Each of us is constituted of the answers we seek. When we scratch away at the seemingly settled and inevitable, we invite the sacred and its promise of peace into our life.
View the study sheet here. View recording here.

Seeing and hearing. Basic senses that we rely on to inform us of what is real. Through both its narrative and the very design of its language Torah hints that perception involves more than passive reception. It requires a level of human initiative and creativity.
Enslaved to the power of empire, the Israelites cannot hear. Because they cannot hear, Moses is unable to speak. Language itself seems to be in exile. Words may have been exchanged among the Israelites, but they carried no meaning…only the weight of endless no change.
And then there is a moaning: “No more! Let us be free! Help us to return.” Those rasps of desire tear at the façade of inevitability. They cause an irruption of divine force into their lives: “I have heard the moaning of the Israelites. I recall with revival the covenant. I will free you and deliver you. I will redeem you. And I will take you as Mine.”

^^^^^^^^^^^^^^^^

SET PROBLEM 1:
In the reflection on seeing and hearing, why is Moses unable to speak?
SET PROBLEM 2:
Please extend the reflection on seeing and hearing, picking up right after its final sentence.

INFORMATION SUPPLIED:
^^^^^^^^^^^^^^^^

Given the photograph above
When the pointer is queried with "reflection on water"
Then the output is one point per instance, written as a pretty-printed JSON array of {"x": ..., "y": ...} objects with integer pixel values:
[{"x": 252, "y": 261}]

^^^^^^^^^^^^^^^^

RESPONSE 1:
Because the Israelites, enslaved to the power of empire, cannot hear.

RESPONSE 2:
Giovanni Guida is an Italian artist born in 1992. He is the artistic heir to Surrealist artist Max Ernst’s technique of grattage. Ernst would place common everyday objects under a canvass primed with layers of wet paint. He would scrape away individual layers of paint revealing new forms. “Seeing usually means you open your eyes to the outside world,” Ernst wrote. “But it’s possible to see another way…to liberate the mind from deceptive fixed memories and to investigate new areas of experience, in which the boundaries between the so-called inner world and the outer world become increasingly blurred and probably one day disappear entirely.”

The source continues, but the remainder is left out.